▶ WHAT IS ASKED
Please pick out every line below that contains the word "front" and copy each one.

*** RECORDS FOR THE EXERCISE

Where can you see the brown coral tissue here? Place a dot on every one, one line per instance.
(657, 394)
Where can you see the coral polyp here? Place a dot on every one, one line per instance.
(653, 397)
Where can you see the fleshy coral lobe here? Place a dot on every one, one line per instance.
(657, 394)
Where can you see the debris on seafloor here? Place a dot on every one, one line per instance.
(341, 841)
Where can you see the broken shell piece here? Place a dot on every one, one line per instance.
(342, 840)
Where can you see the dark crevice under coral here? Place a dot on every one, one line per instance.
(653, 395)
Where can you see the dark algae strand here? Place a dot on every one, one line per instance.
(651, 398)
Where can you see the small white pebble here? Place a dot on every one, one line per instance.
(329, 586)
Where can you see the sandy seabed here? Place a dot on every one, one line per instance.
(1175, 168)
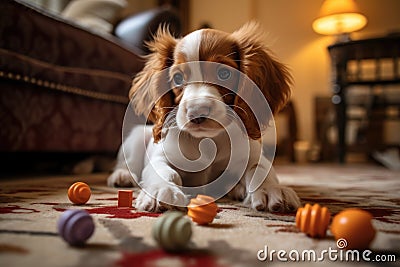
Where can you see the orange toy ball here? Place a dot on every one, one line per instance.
(313, 220)
(202, 209)
(353, 225)
(79, 193)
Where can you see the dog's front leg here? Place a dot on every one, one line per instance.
(159, 185)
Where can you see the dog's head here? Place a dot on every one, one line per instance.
(201, 107)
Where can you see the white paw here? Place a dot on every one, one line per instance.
(121, 178)
(275, 198)
(161, 198)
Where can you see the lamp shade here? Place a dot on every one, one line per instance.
(338, 17)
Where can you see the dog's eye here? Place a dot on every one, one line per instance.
(224, 74)
(178, 79)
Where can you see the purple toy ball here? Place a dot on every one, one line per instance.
(75, 226)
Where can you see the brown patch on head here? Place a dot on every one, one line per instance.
(220, 47)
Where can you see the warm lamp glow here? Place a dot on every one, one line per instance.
(339, 17)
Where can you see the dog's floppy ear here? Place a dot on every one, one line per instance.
(270, 76)
(149, 94)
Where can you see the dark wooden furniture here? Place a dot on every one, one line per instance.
(369, 63)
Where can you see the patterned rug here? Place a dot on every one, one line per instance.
(30, 208)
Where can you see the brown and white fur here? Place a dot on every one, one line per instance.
(198, 108)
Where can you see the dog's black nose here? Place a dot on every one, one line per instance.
(198, 120)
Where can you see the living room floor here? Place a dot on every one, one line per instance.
(31, 206)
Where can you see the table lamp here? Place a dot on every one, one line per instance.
(340, 18)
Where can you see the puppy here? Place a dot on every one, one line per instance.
(199, 92)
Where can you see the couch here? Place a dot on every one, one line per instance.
(64, 86)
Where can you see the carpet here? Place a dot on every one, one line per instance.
(30, 208)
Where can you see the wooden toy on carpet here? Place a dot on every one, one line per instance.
(79, 193)
(125, 198)
(313, 220)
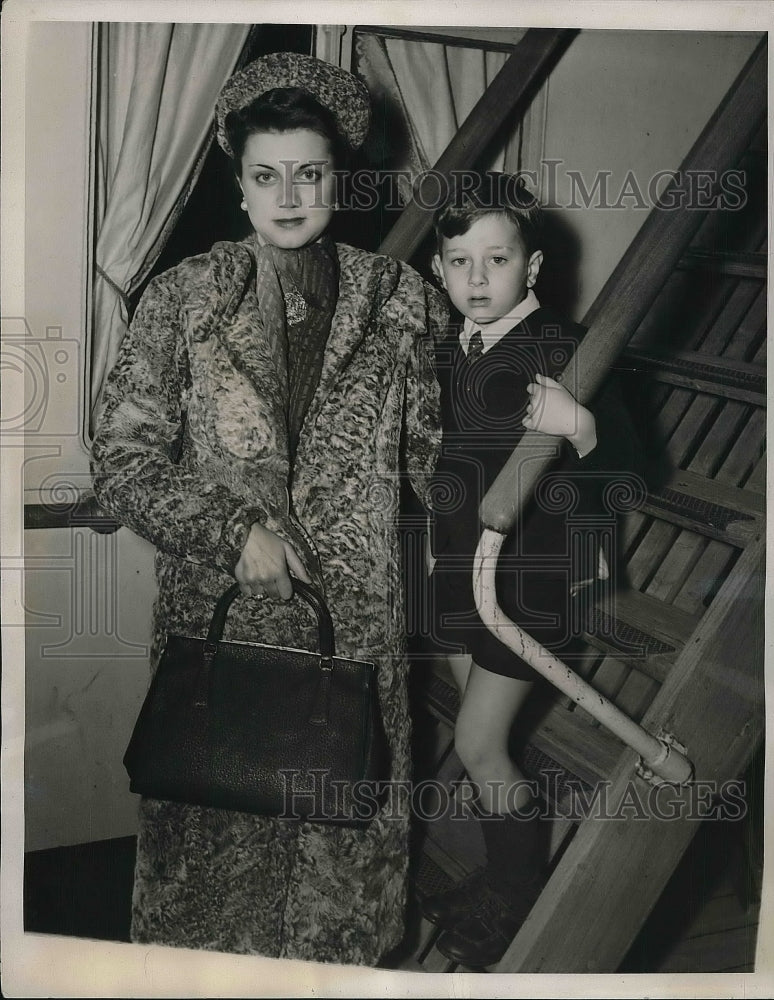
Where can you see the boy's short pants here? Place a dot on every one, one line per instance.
(539, 602)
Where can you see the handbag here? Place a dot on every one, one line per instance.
(262, 729)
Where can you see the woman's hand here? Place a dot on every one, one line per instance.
(266, 563)
(553, 409)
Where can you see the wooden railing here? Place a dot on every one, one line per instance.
(506, 98)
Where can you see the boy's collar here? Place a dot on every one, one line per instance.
(493, 332)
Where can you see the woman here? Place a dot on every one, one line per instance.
(256, 423)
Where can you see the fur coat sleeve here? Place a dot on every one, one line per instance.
(139, 468)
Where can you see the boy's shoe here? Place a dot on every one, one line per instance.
(482, 938)
(445, 909)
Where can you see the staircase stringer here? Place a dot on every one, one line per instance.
(614, 871)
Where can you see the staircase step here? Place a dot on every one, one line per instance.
(585, 753)
(736, 265)
(708, 507)
(563, 739)
(708, 373)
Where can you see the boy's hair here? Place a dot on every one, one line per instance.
(474, 196)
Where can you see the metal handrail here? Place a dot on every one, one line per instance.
(612, 319)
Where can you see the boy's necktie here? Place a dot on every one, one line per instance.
(475, 346)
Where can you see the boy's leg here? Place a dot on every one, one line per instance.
(459, 664)
(489, 706)
(509, 820)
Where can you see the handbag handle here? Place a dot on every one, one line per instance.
(309, 594)
(319, 711)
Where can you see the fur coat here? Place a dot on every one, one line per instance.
(191, 450)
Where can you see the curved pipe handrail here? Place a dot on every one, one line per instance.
(657, 754)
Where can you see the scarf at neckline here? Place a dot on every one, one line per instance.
(297, 292)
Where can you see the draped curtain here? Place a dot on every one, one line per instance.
(433, 87)
(157, 85)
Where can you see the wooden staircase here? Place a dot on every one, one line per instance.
(677, 646)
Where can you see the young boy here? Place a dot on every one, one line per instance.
(498, 375)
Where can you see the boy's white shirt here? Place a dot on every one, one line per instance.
(493, 332)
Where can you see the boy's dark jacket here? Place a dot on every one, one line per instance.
(483, 405)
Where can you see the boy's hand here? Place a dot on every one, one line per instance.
(266, 563)
(552, 409)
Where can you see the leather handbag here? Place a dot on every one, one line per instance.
(262, 729)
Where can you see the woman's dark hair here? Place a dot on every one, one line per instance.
(284, 109)
(473, 196)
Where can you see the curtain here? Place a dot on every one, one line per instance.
(157, 85)
(433, 87)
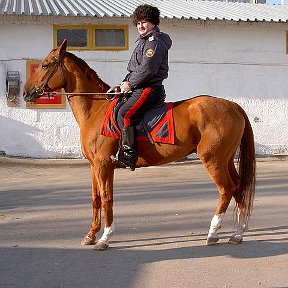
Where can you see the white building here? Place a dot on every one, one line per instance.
(237, 51)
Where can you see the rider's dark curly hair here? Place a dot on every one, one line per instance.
(148, 13)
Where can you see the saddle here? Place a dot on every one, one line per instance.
(156, 126)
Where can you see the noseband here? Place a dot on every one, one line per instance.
(40, 91)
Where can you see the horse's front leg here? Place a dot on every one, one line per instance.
(90, 238)
(104, 174)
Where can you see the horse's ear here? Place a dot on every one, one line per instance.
(62, 48)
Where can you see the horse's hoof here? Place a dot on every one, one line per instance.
(212, 240)
(237, 239)
(87, 241)
(101, 246)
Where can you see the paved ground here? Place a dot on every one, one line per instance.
(162, 215)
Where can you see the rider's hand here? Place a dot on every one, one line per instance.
(125, 87)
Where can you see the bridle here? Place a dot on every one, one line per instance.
(40, 91)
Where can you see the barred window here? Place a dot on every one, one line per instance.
(105, 37)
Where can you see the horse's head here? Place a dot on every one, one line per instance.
(49, 76)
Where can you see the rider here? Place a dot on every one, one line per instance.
(142, 86)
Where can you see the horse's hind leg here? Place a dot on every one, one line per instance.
(90, 238)
(218, 170)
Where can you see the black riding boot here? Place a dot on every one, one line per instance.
(129, 156)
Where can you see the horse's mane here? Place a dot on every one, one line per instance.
(88, 72)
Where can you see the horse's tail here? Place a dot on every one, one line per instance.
(246, 170)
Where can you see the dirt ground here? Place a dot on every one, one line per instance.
(162, 215)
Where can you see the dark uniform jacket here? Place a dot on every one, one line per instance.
(148, 65)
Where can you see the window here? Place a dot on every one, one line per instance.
(92, 37)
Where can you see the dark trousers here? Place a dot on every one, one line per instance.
(137, 103)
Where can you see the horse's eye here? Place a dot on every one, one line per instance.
(44, 66)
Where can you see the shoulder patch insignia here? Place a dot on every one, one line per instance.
(149, 53)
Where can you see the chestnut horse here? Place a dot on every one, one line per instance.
(209, 126)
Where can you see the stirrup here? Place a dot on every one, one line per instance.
(116, 160)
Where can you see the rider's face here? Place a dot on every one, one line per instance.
(144, 27)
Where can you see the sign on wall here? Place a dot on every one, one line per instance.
(55, 101)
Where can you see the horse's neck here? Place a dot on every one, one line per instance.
(86, 107)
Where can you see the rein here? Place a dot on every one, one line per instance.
(71, 94)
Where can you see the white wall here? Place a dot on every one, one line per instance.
(243, 62)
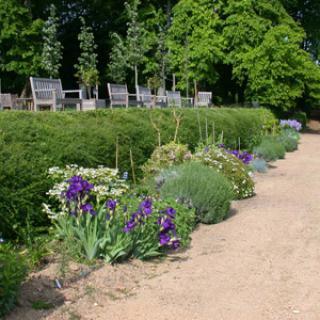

******

▶ RESULT OF THE TASK
Where can you see the dog's front leg here? Place a dot on every one, one line per instance.
Where can you see the horse's front leg here? Place a dot on every one, one line per instance.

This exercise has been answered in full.